Given exercise
Copy the lines below word for word, keeping every one of them.

Record list
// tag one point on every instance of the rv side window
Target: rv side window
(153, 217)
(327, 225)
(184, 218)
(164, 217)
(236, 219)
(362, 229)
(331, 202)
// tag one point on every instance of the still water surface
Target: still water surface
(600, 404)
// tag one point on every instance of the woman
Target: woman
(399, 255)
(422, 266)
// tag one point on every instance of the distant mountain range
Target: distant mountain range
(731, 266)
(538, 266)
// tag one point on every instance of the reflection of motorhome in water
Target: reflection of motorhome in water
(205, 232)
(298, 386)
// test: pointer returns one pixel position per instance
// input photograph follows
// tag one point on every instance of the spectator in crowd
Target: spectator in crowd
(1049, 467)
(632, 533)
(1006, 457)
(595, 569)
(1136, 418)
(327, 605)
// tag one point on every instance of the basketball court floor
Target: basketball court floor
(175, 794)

Output of the task
// tag one point on every instance of the rv side window
Target: rv side window
(153, 217)
(327, 225)
(184, 218)
(164, 217)
(236, 219)
(362, 229)
(331, 202)
// tag one point on every instance of the still water surface
Target: still water surface
(600, 404)
// tag one point on every instance of the woman
Target: woman
(399, 255)
(422, 266)
// tag one point on every instance of the distant mountain range
Target: distant mountain range
(731, 266)
(538, 266)
// tag one point on every instance of the reflection of motorhome in water
Target: reflection of motorhome in water
(205, 232)
(298, 386)
// test: pointer returns one pixel position per instance
// input photograph follows
// tag one point on every instance of the spectator in crowd
Target: spectator in crowd
(1049, 467)
(632, 533)
(1006, 457)
(595, 569)
(1136, 418)
(327, 605)
// tag one point on every instance of the basketball court floor
Target: basketball court floor
(175, 794)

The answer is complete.